Excerpts of labeled region data:
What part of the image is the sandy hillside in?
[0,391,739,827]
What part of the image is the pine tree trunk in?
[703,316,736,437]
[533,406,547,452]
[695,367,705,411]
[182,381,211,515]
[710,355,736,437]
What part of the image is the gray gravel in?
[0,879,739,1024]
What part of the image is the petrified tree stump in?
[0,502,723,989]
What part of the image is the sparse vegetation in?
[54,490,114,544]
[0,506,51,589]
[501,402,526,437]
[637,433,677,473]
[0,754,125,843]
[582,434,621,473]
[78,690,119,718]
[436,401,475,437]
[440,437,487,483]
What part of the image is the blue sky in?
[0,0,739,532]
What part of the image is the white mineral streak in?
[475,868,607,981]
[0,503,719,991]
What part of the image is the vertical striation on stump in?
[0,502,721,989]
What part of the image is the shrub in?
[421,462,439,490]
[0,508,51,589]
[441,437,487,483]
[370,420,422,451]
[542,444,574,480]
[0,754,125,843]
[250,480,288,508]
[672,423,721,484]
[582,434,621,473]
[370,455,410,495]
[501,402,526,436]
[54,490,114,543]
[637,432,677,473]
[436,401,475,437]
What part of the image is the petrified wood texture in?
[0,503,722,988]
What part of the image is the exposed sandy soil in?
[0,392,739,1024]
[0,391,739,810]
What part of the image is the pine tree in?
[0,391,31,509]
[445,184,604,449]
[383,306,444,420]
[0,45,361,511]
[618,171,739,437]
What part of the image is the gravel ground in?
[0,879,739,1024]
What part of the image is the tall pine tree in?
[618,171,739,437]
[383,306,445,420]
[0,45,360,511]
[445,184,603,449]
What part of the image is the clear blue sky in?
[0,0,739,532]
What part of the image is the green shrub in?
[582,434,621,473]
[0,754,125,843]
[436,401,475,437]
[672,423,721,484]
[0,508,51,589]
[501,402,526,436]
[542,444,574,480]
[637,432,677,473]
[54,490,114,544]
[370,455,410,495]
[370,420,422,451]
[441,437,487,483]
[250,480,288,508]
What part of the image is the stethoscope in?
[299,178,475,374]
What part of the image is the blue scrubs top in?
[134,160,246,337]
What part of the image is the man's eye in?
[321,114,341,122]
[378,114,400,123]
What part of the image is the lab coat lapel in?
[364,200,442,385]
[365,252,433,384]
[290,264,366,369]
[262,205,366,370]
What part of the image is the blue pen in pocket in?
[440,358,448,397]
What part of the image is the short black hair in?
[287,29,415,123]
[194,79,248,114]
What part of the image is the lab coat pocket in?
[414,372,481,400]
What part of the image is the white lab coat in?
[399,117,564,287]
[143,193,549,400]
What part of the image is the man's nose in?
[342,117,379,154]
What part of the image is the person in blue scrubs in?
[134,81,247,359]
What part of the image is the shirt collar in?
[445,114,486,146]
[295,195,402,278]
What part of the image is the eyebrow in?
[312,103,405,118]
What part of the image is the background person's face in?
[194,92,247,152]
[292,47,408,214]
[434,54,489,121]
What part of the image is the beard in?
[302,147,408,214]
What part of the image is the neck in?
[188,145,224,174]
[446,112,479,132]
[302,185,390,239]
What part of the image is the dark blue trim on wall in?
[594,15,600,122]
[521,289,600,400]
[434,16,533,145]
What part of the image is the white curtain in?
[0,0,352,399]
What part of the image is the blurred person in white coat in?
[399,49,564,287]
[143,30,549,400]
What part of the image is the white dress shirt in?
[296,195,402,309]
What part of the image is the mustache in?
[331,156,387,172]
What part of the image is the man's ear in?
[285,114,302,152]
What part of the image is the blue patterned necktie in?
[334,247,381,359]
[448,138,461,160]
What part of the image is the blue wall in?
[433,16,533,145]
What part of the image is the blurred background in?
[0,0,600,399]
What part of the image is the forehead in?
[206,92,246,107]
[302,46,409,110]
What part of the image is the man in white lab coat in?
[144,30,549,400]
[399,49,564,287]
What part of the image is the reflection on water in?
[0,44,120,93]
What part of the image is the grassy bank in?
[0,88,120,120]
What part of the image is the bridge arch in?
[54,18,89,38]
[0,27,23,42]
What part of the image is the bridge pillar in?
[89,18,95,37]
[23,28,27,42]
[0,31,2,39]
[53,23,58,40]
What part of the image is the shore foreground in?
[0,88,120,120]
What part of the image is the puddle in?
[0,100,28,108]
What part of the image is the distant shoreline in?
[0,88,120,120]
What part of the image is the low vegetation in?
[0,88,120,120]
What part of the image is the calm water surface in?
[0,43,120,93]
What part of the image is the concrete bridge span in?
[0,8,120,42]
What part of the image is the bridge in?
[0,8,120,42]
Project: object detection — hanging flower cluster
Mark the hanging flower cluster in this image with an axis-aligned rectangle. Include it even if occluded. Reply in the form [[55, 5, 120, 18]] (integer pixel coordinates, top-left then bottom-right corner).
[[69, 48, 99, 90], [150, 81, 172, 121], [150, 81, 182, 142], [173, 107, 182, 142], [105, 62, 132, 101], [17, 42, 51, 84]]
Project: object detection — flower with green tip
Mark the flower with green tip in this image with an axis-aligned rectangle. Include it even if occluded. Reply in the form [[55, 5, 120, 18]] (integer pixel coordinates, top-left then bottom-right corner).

JOB – Recast the entire listing above as a numbered list, leaving out any blank lines.

TASK OUTPUT –
1. What part of the image is the sandy hillside in?
2. [0,391,739,827]
3. What part of the image is the pine tree trunk in?
4. [703,316,736,437]
5. [533,406,547,452]
6. [695,367,705,411]
7. [182,381,211,515]
8. [710,355,736,437]
9. What part of the image is the gray gravel in?
10. [0,879,739,1024]
11. What part of the image is the petrified tree stump in?
12. [0,502,723,989]
13. What part of the image is the sparse vegetation in?
14. [54,490,114,544]
15. [0,506,51,589]
16. [501,402,526,437]
17. [637,433,677,473]
18. [0,754,125,843]
19. [582,434,621,473]
20. [78,690,119,718]
21. [436,401,475,437]
22. [440,437,487,483]
23. What part of the image is the blue sky in?
24. [0,0,739,532]
25. What part of the image is the white mineral streak in?
26. [475,868,607,981]
27. [0,503,719,991]
28. What part of the image is the vertical striation on stump in?
29. [0,502,721,989]
30. What part of the image is the shrub in?
31. [421,462,439,490]
32. [0,508,51,589]
33. [441,437,487,483]
34. [370,420,422,451]
35. [542,444,574,480]
36. [0,754,125,843]
37. [250,480,288,508]
38. [672,423,721,484]
39. [582,434,621,473]
40. [370,455,410,495]
41. [501,402,526,436]
42. [54,490,114,543]
43. [637,432,677,473]
44. [436,401,475,437]
45. What part of the image is the petrified wood texture in?
46. [0,503,722,988]
47. What part of the image is the exposed sandy soil in?
48. [0,392,739,1024]
49. [0,391,739,810]
50. What part of the image is the pine tree in?
51. [0,391,31,509]
52. [445,184,604,449]
53. [383,306,444,420]
54. [0,45,361,511]
55. [618,171,739,437]
56. What part of the image is the gravel ground in?
57. [0,879,739,1024]
58. What part of the image is the tall pine tree in?
59. [618,171,739,437]
60. [383,306,445,420]
61. [0,45,360,511]
62. [445,184,603,449]
63. What part of the image is the clear blue sky in?
64. [0,0,739,532]
65. What part of the image is the green shrub in?
66. [582,434,621,473]
67. [0,754,125,843]
68. [436,401,475,437]
69. [672,423,721,484]
70. [0,508,51,589]
71. [501,402,526,436]
72. [542,444,574,480]
73. [637,432,677,473]
74. [54,490,114,544]
75. [370,455,410,495]
76. [370,420,422,451]
77. [441,437,487,483]
78. [250,480,288,508]
79. What part of the image is the stethoscope in?
80. [299,178,475,374]
81. What part of the image is the blue scrubs top in?
82. [134,160,246,337]
83. What part of the image is the man's eye in?
84. [321,114,341,122]
85. [378,114,400,123]
86. What part of the image is the lab coat lapel in?
87. [364,200,442,385]
88. [365,252,433,384]
89. [290,264,366,369]
90. [262,205,366,370]
91. What part of the image is the blue pen in pocket in?
92. [440,358,448,397]
93. What part of the image is the short black hair in?
94. [287,29,415,123]
95. [194,79,248,114]
96. What part of the image is the lab coat pocket in?
97. [414,372,481,400]
98. What part of the image is the white lab coat in?
99. [399,117,564,287]
100. [143,193,549,400]
101. What part of the image is the man's nose in?
102. [342,117,379,154]
103. What part of the image is the person in blue scrubs in?
104. [134,81,247,359]
105. What part of the image is the shirt collar in?
106. [445,114,486,146]
107. [295,195,402,278]
108. What part of the image is the eyebrow in?
109. [312,103,405,118]
110. What part of the image is the background person's face in?
111. [194,92,247,152]
112. [292,47,408,214]
113. [434,54,489,121]
114. What part of the image is the beard in?
115. [302,147,408,214]
116. What part of the image is the neck in?
117. [188,145,224,174]
118. [446,112,479,132]
119. [302,185,390,239]
120. What part of the image is the dark blue trim on wall in?
121. [594,15,600,122]
122. [521,289,600,400]
123. [434,16,533,145]
124. What part of the image is the white curtain in?
125. [0,0,352,399]
126. What part of the image is the blurred person in white coat in?
127. [399,49,564,287]
128. [143,30,549,400]
129. What part of the image is the white dress shirt in?
130. [296,195,402,309]
131. What part of the image is the mustache in?
132. [331,156,387,172]
133. What part of the image is the man's ear in?
134. [285,114,302,152]
135. What part of the image is the blue patterned necktie in?
136. [334,247,381,359]
137. [448,138,461,160]
138. What part of the image is the blue wall in?
139. [433,16,533,145]
140. What part of the image is the blurred background in?
141. [0,0,600,399]
142. What part of the image is the forehead in?
143. [206,92,246,107]
144. [302,46,409,110]
145. What part of the image is the man in white lab coat in?
146. [144,30,549,400]
147. [399,49,564,287]
148. What part of the image is the reflection on water in?
149. [0,44,120,93]
150. What part of the image is the grassy bank in?
151. [0,88,120,120]
152. What part of the image is the bridge arch in?
153. [54,18,89,38]
154. [0,27,23,42]
155. What part of the image is the bridge pillar in?
156. [89,18,95,37]
157. [23,28,27,42]
158. [0,31,2,39]
159. [53,23,58,40]
160. What part of the image is the shore foreground in?
161. [0,88,120,120]
162. What part of the image is the puddle in?
163. [0,100,28,108]
164. What part of the image is the distant shoreline in?
165. [0,88,120,120]
166. What part of the image is the low vegetation in?
167. [0,88,120,120]
168. What part of the image is the calm water surface in?
169. [0,43,120,93]
170. What part of the image is the concrete bridge span in?
171. [0,8,120,42]
172. What part of the image is the bridge in?
173. [0,8,120,42]
174. Project: object detection — hanging flower cluster
175. Mark the hanging flower cluster in this image with an axis-aligned rectangle. Include it even if occluded. Reply in the form [[55, 5, 120, 18]] (integer pixel coordinates, top-left then bottom-right corner).
176. [[69, 48, 99, 90], [150, 81, 172, 121], [150, 81, 182, 142], [173, 107, 182, 142], [105, 62, 132, 101], [17, 42, 51, 84]]
177. Project: object detection — flower with green tip
178. Mark the flower with green tip in this image with an axis-aligned rectangle. Include it even if occluded. Reply in the form [[55, 5, 120, 18]] (integer pixel coordinates, top-left then bottom-right corner).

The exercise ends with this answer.